* begin Dataset content *

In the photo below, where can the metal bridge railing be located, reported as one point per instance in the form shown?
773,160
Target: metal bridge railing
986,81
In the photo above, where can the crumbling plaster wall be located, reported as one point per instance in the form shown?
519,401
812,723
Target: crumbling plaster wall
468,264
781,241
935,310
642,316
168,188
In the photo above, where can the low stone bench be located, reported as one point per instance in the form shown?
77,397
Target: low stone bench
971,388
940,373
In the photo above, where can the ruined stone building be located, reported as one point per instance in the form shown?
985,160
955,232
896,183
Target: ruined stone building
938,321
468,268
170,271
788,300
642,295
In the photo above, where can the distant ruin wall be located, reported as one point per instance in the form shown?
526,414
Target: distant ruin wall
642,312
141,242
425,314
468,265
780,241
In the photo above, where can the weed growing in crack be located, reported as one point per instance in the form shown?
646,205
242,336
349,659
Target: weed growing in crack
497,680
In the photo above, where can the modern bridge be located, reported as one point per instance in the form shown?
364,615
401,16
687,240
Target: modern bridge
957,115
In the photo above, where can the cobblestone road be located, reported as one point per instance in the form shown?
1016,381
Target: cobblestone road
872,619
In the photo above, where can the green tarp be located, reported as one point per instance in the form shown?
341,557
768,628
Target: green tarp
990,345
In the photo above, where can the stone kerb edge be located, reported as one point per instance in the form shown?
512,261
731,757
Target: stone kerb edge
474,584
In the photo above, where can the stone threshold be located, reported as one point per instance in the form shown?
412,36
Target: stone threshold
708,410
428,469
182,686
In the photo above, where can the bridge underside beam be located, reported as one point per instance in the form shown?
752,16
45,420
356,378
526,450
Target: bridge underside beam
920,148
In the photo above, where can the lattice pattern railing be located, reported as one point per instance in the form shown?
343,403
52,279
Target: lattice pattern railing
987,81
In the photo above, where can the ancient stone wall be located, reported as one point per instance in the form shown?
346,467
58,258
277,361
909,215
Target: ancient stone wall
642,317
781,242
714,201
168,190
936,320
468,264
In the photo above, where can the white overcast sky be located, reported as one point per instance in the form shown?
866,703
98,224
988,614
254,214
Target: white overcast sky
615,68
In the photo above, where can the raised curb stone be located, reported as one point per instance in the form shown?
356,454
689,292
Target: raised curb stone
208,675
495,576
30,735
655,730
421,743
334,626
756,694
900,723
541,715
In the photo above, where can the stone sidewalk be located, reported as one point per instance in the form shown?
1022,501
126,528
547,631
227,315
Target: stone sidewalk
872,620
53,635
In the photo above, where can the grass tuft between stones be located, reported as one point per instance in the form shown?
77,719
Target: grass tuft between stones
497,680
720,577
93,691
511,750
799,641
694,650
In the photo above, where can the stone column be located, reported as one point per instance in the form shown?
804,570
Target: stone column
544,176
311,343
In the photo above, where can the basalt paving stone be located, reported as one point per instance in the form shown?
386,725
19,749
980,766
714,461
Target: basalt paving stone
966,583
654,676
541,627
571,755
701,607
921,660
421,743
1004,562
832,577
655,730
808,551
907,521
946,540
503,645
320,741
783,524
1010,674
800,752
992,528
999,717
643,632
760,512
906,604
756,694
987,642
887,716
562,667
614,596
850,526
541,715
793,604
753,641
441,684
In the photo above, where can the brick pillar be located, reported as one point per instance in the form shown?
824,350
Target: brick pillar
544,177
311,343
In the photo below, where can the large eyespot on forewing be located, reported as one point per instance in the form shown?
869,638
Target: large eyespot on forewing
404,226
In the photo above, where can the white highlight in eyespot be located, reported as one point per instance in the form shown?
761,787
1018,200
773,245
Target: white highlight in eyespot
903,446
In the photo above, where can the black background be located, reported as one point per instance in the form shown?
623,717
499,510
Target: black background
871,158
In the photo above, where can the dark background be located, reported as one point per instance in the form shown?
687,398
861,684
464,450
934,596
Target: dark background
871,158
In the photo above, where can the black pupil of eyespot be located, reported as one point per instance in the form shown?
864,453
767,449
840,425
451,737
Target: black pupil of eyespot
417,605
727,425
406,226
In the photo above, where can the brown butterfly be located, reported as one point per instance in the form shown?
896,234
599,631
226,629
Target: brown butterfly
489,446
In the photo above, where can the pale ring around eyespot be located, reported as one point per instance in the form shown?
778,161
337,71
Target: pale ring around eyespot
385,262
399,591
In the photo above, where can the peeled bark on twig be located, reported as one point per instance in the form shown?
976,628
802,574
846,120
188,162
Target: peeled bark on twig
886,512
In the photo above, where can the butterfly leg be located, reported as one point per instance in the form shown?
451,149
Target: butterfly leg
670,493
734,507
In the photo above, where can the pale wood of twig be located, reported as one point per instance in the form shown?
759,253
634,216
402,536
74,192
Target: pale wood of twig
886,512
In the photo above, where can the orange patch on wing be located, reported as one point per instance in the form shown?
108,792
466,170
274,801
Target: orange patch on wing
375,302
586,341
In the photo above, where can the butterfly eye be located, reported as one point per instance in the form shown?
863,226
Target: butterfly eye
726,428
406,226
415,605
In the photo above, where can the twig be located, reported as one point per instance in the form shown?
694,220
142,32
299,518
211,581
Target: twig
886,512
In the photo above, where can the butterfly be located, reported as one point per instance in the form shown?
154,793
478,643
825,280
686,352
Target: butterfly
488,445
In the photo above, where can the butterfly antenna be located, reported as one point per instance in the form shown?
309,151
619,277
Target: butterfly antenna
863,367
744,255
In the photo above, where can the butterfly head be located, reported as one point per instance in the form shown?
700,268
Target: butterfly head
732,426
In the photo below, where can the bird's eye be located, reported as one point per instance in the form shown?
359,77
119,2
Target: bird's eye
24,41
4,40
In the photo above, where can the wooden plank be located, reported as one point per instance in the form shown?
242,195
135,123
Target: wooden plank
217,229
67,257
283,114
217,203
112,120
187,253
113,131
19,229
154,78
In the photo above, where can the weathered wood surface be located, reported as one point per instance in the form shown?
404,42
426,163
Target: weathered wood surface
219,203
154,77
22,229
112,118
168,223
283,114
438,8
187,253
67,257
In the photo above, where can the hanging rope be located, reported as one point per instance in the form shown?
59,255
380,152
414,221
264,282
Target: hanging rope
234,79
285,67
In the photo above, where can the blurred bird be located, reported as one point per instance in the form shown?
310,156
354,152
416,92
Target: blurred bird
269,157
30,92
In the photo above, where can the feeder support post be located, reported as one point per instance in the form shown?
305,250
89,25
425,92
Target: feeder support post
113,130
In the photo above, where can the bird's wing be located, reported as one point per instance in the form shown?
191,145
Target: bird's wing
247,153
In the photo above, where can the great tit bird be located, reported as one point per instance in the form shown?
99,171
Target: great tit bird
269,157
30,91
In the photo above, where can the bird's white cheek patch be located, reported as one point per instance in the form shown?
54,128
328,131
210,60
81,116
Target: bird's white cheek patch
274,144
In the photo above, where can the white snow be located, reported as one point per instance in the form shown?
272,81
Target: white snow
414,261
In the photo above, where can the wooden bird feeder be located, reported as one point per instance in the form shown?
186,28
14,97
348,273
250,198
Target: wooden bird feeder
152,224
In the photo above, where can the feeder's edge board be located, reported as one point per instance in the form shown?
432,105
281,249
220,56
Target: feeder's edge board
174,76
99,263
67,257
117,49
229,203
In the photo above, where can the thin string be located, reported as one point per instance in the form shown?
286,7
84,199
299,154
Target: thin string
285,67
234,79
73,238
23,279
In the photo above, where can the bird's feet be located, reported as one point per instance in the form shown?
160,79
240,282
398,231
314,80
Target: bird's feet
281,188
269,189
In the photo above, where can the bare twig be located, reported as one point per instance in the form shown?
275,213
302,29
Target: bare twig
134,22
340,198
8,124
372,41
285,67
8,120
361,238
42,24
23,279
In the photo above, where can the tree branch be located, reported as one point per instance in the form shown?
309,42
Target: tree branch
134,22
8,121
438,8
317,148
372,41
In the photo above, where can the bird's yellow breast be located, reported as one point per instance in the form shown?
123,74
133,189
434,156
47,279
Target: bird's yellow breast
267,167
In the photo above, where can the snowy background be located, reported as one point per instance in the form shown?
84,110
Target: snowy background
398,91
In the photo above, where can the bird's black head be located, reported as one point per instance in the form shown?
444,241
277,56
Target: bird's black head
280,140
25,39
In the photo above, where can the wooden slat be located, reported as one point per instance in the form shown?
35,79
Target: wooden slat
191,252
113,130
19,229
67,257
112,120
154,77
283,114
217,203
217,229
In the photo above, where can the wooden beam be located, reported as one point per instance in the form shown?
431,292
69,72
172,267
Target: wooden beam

* end Dataset content *

Take the lines above from the one holding "In the photo above, where can the feeder's" to the last and output them exactly.

In the photo above, where can the feeder's edge board be located, reported as one point per instance in the form shown?
432,105
281,249
220,56
Target: feeder's edge board
174,76
99,263
67,257
117,49
229,203
In the photo above, where can the thin string be located, reported as one point per instance in the form shown?
286,7
84,199
299,154
Target: thin string
285,67
234,79
73,238
23,279
In the photo above, where can the bird's feet be located, reported as one point per instance in the form shown?
160,79
240,282
398,231
314,80
Target: bird's feet
281,188
269,189
In the photo above, where can the bare twig be located, reported as one point per instance in the form shown?
275,213
302,29
Target: bare twig
134,22
340,198
8,124
372,41
285,67
8,120
361,238
42,24
23,279
In the photo above, where can the tree branch be located, reported as one point per instance in the form shown?
309,42
Target: tree branch
134,22
8,121
438,8
317,148
372,41
In the photo above, where can the bird's yellow breast be located, reported as one point per instance in the form shown?
123,74
133,189
434,156
47,279
Target: bird's yellow breast
267,167
In the photo above, where can the snowy background be located, reported as one point per instance in the form shown?
84,110
Target: snowy background
398,91
In the photo above, where can the bird's black head be located, reported as one point per instance in the form shown?
444,241
277,56
Target: bird's black head
280,140
25,39
In the photo above, where can the wooden slat be located, reported as one point per instance in the form shown?
35,79
Target: wooden slat
191,252
113,130
19,229
67,257
112,120
154,77
283,114
217,203
217,229
In the photo above, where can the wooden beam be located, reported as one point per instance in the form shown?
431,292
69,72
172,267
Target: wooden beam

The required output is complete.